## SELECTED EXTRACT
——————————
Over 61% of Americans seek health information online, often using artificial intelligence (AI) tools like ChatGPT. However, concerns persist about the readability and accessibility of AI-generated content, especially for individuals with varying health literacy levels. This study compares the readability and accuracy of ChatGPT responses on meniscus injuries with those from the American Academy of Orthopaedic Surgeons' OrthoInfo website, which is tailored for patient education. We hypothesize that while ChatGPT offers accurate information, its readability will be lower than that of OrthoInfo.

Methods

Seven frequently asked questions about meniscus injuries were used to compare responses from ChatGPT-4 and OrthoInfo. Readability was assessed using multiple calculators (Flesch-Kincaid, Gunning fog index, Coleman-Liau, Simple Measure of Gobbledygook Readability Formula, FORCAST Readability Formula, Fry graph, and Raygor Readability Estimate), and accuracy was evaluated by three independent reviewers on a 4-point scale. Statistical analysis included independent t-tests to compare readability and accuracy between the two sources.
——————————
## INFORMATION
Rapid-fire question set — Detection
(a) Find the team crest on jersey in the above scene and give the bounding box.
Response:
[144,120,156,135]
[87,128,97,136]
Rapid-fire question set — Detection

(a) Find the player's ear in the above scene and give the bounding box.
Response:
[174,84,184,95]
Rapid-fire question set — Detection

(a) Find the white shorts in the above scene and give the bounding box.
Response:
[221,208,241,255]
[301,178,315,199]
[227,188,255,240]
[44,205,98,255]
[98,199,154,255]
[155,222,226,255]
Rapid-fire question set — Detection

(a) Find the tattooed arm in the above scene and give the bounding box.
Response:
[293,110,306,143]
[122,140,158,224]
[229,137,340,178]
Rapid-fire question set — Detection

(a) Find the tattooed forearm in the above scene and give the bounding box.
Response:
——————————
## CHECK YOUR UNDERSTANDING
(A) Answer these from the study summary:
(i) What share of Americans seek health information online?
(ii) How many frequently asked questions about meniscus injuries were used?
(iii) Who evaluated accuracy, and on what scale?
(B) According to the study summary, why did the authors compare ChatGPT responses with OrthoInfo? Answer in one to three sentences.

## EXERCISE RESULTS
(A)
(i) Over 61%.
(ii) Seven.
(iii) Three independent reviewers, on a 4-point scale.

(B) Over 61% of Americans seek health information online, often using AI tools like ChatGPT, but there are concerns about whether AI-generated content is readable and accessible, especially for people with varying health literacy levels. The study therefore compares ChatGPT's answers on meniscus injuries with those from the American Academy of Orthopaedic Surgeons' OrthoInfo website, which is tailored for patient education.